### Data

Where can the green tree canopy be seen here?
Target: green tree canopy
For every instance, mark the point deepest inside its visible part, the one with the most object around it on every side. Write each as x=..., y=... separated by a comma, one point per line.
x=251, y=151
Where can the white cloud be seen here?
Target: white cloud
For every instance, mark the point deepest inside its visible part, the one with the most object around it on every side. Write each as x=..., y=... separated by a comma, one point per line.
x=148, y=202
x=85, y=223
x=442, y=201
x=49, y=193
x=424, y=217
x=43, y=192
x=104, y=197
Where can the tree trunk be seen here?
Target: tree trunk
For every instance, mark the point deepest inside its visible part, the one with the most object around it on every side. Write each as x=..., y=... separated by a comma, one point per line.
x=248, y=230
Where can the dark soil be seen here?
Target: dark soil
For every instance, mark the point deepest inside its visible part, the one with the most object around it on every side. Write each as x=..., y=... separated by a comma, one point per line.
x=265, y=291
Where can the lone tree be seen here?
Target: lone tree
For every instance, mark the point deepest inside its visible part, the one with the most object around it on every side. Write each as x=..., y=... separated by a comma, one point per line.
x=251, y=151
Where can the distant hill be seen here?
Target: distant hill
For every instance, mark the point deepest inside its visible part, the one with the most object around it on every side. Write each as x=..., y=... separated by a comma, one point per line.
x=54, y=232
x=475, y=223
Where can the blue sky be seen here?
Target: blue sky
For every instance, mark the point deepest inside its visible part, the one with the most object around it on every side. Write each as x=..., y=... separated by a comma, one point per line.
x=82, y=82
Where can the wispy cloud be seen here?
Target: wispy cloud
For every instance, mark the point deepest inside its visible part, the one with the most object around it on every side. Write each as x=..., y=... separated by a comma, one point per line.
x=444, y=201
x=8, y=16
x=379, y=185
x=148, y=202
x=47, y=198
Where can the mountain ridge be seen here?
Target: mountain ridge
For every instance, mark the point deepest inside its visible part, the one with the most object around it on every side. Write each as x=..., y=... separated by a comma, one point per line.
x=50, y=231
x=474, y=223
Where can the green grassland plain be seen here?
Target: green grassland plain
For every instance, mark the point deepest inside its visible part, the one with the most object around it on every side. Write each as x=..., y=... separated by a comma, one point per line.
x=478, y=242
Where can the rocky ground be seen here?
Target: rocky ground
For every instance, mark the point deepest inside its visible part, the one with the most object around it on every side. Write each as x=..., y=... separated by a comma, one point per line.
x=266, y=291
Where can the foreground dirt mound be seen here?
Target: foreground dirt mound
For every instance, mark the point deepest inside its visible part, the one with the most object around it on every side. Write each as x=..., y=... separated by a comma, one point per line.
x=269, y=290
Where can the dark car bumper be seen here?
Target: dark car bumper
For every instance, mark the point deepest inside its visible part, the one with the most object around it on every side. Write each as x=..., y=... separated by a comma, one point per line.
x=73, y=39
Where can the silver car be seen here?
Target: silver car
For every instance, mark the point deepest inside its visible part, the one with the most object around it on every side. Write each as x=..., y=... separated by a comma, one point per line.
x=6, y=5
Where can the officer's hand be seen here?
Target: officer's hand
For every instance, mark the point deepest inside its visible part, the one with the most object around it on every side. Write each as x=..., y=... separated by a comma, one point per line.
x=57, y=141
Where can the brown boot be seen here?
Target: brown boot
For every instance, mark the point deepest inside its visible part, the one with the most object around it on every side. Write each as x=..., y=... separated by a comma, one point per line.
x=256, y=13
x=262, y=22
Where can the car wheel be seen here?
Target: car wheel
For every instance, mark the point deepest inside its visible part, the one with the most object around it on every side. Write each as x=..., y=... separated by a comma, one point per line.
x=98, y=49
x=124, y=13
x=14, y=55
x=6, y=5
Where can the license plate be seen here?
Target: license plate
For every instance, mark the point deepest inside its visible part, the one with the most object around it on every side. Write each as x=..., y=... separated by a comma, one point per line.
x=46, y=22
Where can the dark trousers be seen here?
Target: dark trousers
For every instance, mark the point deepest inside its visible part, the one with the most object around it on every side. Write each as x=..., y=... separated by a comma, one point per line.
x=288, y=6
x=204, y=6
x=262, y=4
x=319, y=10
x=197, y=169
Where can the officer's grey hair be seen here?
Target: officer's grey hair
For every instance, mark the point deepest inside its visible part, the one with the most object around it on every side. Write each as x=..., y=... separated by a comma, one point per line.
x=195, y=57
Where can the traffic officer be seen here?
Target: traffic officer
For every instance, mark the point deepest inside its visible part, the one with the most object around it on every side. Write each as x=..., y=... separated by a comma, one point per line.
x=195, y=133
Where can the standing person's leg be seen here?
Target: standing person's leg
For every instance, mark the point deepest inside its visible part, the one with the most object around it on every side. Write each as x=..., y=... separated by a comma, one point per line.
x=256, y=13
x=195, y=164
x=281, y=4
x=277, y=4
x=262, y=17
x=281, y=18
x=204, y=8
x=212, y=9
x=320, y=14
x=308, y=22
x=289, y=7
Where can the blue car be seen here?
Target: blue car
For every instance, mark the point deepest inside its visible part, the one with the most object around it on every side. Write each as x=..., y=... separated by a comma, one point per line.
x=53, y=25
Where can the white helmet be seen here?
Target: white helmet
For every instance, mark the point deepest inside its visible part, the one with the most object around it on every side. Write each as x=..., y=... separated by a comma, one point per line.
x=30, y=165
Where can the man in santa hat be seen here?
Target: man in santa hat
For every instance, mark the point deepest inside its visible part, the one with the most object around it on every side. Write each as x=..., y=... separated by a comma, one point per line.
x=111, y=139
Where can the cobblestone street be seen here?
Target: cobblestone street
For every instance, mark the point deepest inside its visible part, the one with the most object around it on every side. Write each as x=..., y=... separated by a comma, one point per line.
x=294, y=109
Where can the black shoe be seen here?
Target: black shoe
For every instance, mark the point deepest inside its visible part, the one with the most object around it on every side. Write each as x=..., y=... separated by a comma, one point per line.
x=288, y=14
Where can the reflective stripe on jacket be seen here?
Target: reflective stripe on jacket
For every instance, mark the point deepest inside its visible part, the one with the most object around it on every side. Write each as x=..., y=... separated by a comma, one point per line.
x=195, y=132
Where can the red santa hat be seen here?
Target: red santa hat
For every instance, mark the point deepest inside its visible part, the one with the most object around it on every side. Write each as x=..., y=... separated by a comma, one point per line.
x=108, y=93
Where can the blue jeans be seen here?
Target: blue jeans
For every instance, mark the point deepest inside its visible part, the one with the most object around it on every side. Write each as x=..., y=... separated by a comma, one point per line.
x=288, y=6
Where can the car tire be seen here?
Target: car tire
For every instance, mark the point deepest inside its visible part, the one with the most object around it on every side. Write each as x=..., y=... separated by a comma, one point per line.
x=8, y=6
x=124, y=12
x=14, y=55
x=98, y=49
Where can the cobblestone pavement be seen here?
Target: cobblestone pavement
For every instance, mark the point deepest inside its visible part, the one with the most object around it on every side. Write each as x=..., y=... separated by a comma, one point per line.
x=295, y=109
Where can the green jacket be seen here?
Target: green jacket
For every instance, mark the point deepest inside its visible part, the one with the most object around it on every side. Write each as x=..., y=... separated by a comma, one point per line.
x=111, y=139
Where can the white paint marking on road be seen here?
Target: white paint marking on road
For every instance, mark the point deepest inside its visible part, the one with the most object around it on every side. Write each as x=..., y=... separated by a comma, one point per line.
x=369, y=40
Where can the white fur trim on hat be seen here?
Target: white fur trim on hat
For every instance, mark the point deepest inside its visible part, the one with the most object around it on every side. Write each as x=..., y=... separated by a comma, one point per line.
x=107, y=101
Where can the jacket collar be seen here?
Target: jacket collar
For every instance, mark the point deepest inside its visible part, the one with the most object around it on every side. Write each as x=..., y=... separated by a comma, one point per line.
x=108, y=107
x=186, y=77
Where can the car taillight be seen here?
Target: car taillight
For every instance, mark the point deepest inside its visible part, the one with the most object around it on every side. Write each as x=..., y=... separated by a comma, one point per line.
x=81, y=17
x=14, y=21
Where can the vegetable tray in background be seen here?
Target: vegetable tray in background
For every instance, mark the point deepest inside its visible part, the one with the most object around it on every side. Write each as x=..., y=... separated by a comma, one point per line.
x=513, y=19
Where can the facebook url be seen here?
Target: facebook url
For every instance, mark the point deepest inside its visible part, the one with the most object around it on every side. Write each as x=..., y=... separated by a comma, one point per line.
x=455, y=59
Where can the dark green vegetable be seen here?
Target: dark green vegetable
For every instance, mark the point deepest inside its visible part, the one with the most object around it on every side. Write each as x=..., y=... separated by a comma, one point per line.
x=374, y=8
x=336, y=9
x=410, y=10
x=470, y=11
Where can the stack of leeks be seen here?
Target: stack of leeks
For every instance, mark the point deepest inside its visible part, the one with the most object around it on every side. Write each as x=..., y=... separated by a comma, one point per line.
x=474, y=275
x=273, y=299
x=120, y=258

### Exercise directions
Report back each line of the entries that holds the string "soil".

### Answer section
Where can the dark soil be seen here?
Target: dark soil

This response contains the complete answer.